==== BRANO DI TESTO ====

I londinesi assistono come in catalessi, interiorizzando la narrazione dominante che comporta forze armate e tecnologie capillari anti-privatezza al posto del vecchio poliziotto di quartiere, devastazione dei diritti civili, saccheggio del tessuto sociale una spartizione della città tra bassotti e altotti. Il controllo sociale di polizia, come la frusta del guardiano sui raccoglitori di cotone. Il costo abnorme dei Giochi e dintorni, che a quelli di Montreal costò vent’anni per ripagare e ridusse quelli di Atene al genocidio sociale, mentre tutti gli altri hanno avuto effetti collaterali simili, se non ancora così sanguinari, a quelli dell’Afghanistan. Taglio dei servizi, fisco regressivo, tariffe alle stelle, mutui impagabili, chiusura di aziende, pulizia sociale (a Londra, negli anni precedenti, la cacciata dai quartieri interessati di poveri e senzatetto), disoccupazione, fame. Questa devastazione inflitta a quasi tutti, a partire dalle comunità storicamente marginalizzate, significa profitti reali immensi per i ricchi e ci porta all’essenza intima del perché i paesi si battono per ospitare la kermesse. Si tratta di riconfigurare il paesaggio mediante accumulazione ed esproprio, espulsioni indotte o forzate, in modo che diventi occasione di accumulazione capitalistica. Nel 2007, il Fondo ONU per i diritti alla casa e gli sfratti (COHRE) rivelò che, per effetto delle Olimpiadi, tra il 1988 e il 2008, erano state spossessati oltre due milioni di persone, causa, tra altre, della bolla immobiliare mondiale, mentre a Sydney, nel 2000, gli affitti si impennarono del 45% e ad Atlanta, nel 2996, si abbatterono 2000 unità di edilizia pubblica e si cacciarono 36mila abitanti per far posto a residenze di alto livello. Il processo è già impetuosamente in corso nelle favelas di Rio, in vista dei Giochi del 2016 e della Coppa del Mondo del 2014, quando 170mila cittadini verranno spazzati via dalle loro panoramiche colline con vista mare.

==== MATERIALE FORNITO ====

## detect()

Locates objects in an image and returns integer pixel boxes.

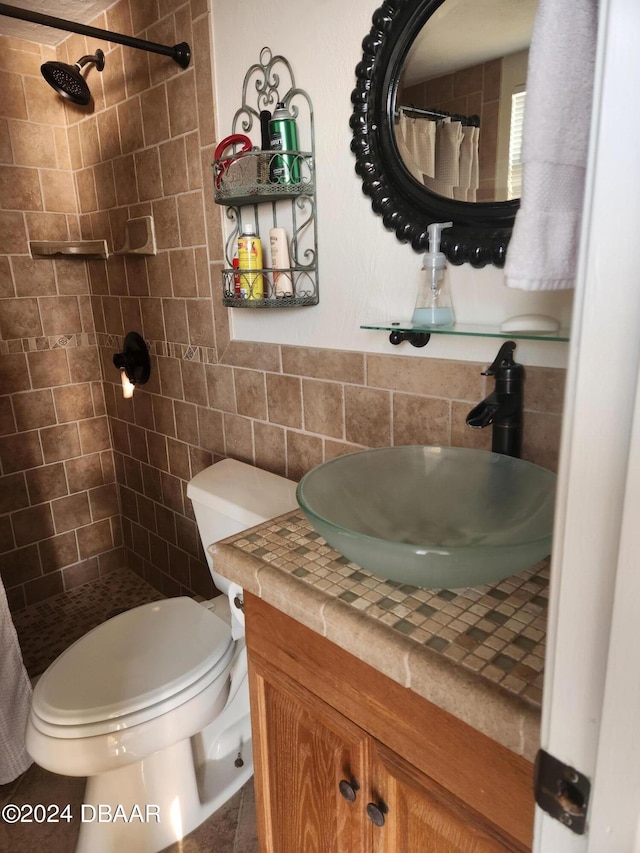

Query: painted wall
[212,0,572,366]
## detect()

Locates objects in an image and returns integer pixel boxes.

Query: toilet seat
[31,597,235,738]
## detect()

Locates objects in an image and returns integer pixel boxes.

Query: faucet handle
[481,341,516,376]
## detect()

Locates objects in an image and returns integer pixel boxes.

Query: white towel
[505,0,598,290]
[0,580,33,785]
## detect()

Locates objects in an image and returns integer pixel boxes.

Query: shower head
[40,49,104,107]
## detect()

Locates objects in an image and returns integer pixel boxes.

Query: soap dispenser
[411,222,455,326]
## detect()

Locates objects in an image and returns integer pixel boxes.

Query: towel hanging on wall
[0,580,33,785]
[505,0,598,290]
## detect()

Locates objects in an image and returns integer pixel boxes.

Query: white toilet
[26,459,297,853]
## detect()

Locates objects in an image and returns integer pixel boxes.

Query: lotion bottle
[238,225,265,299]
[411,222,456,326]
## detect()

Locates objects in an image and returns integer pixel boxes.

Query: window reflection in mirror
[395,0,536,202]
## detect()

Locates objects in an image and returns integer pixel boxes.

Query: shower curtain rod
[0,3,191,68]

====
==== MATERIALE FORNITO ====

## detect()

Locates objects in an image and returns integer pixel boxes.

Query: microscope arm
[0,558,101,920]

====
==== MATERIALE FORNITO ====

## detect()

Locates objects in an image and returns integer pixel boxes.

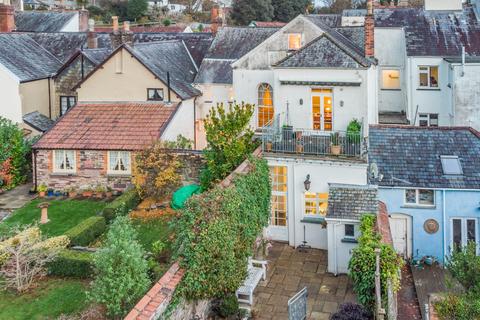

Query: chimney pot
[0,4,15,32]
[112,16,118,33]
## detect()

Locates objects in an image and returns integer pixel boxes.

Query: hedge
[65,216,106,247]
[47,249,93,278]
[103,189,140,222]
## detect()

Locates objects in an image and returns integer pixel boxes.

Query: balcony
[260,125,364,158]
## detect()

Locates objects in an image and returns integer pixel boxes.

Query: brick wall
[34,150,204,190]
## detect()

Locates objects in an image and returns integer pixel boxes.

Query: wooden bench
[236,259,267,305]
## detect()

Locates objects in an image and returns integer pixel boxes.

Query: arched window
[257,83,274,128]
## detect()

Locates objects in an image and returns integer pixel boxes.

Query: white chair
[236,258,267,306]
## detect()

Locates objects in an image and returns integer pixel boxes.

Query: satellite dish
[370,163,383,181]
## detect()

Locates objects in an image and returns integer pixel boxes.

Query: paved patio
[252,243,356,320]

====

■ SERIE DI COMPITI
1. Riassumi in due frasi il brano sulle Olimpiadi.
2. Prosegui il brano sulle Olimpiadi dopo la sua ultima frase.
L'elenco non serve per svolgere i compiti.

■ I RISULTATI
1. I Giochi olimpici comportano costi abnormi, controllo poliziesco, tagli ai servizi, disoccupazione e cacciata dei poveri, mentre generano profitti immensi per i ricchi. Lo scopo è riconfigurare le città attraverso esproprio ed espulsioni, come mostrano gli oltre due milioni di persone spossessate tra il 1988 e il 2008 e i 170mila abitanti delle favelas di Rio che verranno allontanati.

2.
Il Parco Olimpico londinese costeggia e attraversa alcuni dei più vasti insediamenti operai del paese e non è un caso che ogni città olimpica scelga di piazzare le sue strutture nei quartieri più poveri, nel caso di Londra l’East End e Newham, sede del villaggio olimpico, l’area più densamente e, sul piano etnico, diversamente popolata della capitale. Qui gli sfratti e gli espropri iniziarono con 450 residenti, nel momento in cui la domanda di Londra fu sottoposta al CIO. Un flusso colossale di denaro viene pompato nell’area per “bonificare” la città, la comunità è costretta a fuggire, trasformando un’identità collettiva urbana in un coacervo di consumatori individualizzati, definiti da un ristretto, ma omogeneo, profilo razziale, economico, sociale, protetto dalle “diversità”. Atomizzazione sociale e conseguente erosione della coscienza politica tramite la riconfigurazione di diritti, rapporti spaziali e autodeterminazione delle classi subalterne. E’ un ulteriore passo verso la dittatura oligarchica planetaria. La classe dirigente italiana ha fatto passetti con le Colombiadi e affini, con Bertolaso, con l’Aquila, con i costruttori e sindaci romani, e si sta perfezionando con progetti come la Val Susa o l’Expo.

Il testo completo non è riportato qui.